This brings me to the biggest ‘rub’ in the vast abstraction that is this conversation. We can’t move on to other issues, because with so many identities still tied to this one, moving on would necessitate leaving those people behind. Many of us are crying out for a true human rights perspective of our movement. (What movement, you say? The consumer movement? The recovery movement? The peer movement? I don’t even know anymore, but let there continue to be movement nevertheless!) This perspective demands that we stop saying, “That group over there has rights,” and start saying, “We all have rights, and they happen to be the same ones: human.”

#### [Available data]
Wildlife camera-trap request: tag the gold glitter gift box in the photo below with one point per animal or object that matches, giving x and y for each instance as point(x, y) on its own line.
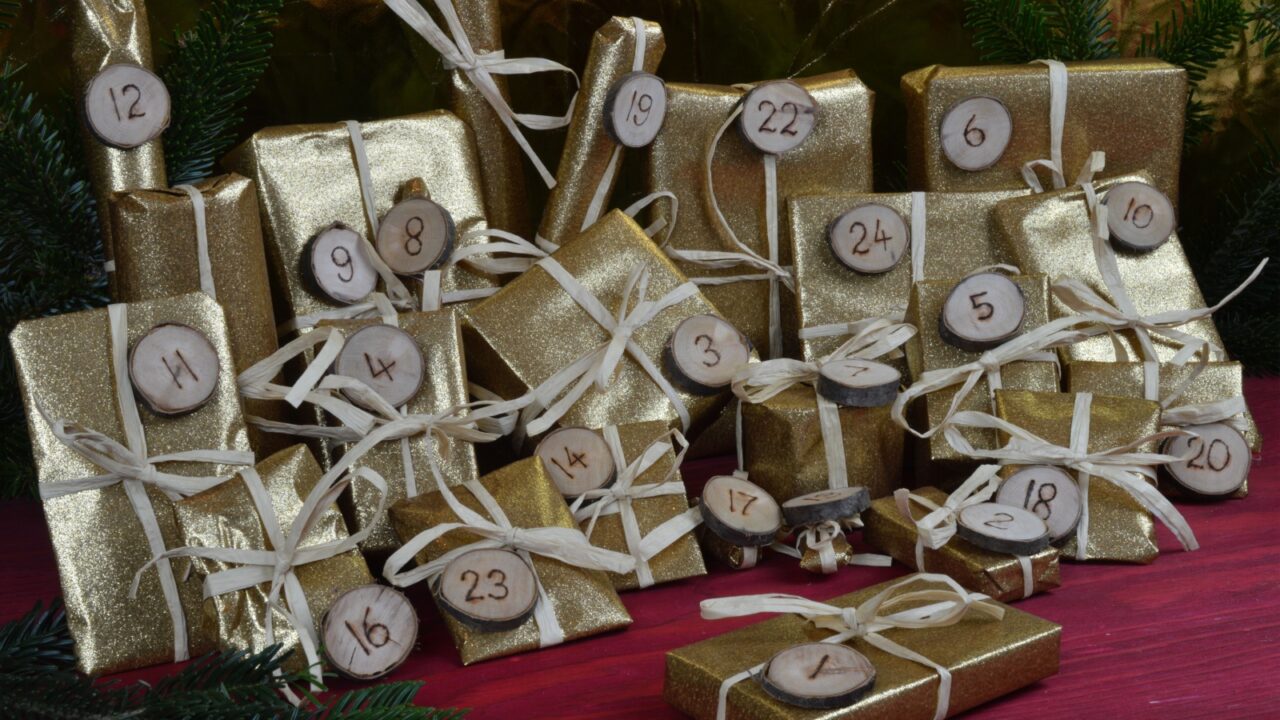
point(65, 370)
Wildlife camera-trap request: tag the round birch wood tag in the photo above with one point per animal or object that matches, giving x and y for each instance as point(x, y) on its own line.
point(869, 238)
point(173, 369)
point(488, 589)
point(369, 632)
point(577, 460)
point(818, 675)
point(635, 108)
point(1050, 493)
point(384, 358)
point(127, 105)
point(976, 132)
point(1216, 460)
point(982, 311)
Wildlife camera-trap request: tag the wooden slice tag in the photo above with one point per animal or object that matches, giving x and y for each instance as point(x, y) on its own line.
point(869, 238)
point(1002, 528)
point(488, 589)
point(976, 132)
point(854, 382)
point(337, 265)
point(369, 630)
point(835, 504)
point(384, 358)
point(740, 511)
point(127, 105)
point(1047, 492)
point(818, 675)
point(174, 369)
point(415, 235)
point(1139, 217)
point(635, 109)
point(982, 311)
point(1216, 460)
point(777, 115)
point(704, 352)
point(577, 460)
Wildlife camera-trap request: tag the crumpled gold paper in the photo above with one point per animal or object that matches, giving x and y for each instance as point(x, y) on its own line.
point(64, 365)
point(1120, 529)
point(835, 158)
point(584, 601)
point(1132, 109)
point(996, 574)
point(225, 516)
point(986, 659)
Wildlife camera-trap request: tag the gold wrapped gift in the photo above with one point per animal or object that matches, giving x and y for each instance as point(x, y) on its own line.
point(1132, 109)
point(74, 384)
point(988, 648)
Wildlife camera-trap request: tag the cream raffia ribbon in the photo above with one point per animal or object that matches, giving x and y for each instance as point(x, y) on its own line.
point(1123, 466)
point(480, 68)
point(865, 621)
point(936, 528)
point(131, 466)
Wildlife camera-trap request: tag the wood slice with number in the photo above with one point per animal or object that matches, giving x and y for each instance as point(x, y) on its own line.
point(369, 632)
point(488, 589)
point(384, 358)
point(126, 105)
point(174, 369)
point(1002, 528)
point(635, 109)
point(1139, 217)
point(336, 265)
point(704, 352)
point(818, 675)
point(854, 382)
point(740, 511)
point(976, 132)
point(982, 311)
point(1050, 493)
point(1216, 460)
point(577, 460)
point(835, 504)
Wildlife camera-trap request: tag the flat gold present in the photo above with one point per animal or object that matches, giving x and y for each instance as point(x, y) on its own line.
point(909, 630)
point(109, 468)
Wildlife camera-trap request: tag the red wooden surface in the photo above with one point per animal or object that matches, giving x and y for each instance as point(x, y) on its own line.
point(1191, 636)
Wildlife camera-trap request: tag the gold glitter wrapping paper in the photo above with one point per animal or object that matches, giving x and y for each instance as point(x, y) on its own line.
point(784, 450)
point(589, 146)
point(64, 364)
point(154, 233)
point(584, 601)
point(996, 574)
point(937, 463)
point(225, 516)
point(306, 181)
point(986, 659)
point(1132, 109)
point(533, 329)
point(1120, 529)
point(958, 240)
point(835, 158)
point(105, 32)
point(1051, 235)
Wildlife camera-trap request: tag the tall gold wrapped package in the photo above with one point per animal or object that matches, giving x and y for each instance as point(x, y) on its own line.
point(99, 491)
point(677, 163)
point(1132, 109)
point(988, 648)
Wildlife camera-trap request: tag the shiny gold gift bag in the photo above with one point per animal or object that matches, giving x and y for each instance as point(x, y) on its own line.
point(516, 507)
point(1132, 109)
point(105, 465)
point(988, 650)
point(835, 158)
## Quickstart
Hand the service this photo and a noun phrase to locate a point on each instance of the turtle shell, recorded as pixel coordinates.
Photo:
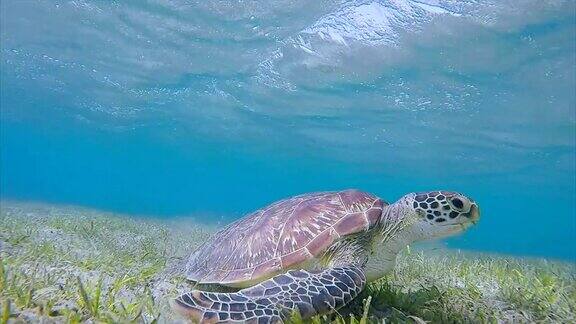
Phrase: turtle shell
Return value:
(282, 236)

#### [What you have to do]
In the passage about a human rights perspective, what does that perspective demand people start saying?

#### [Solution to this exercise]
"We all have rights, and they happen to be the same ones: human."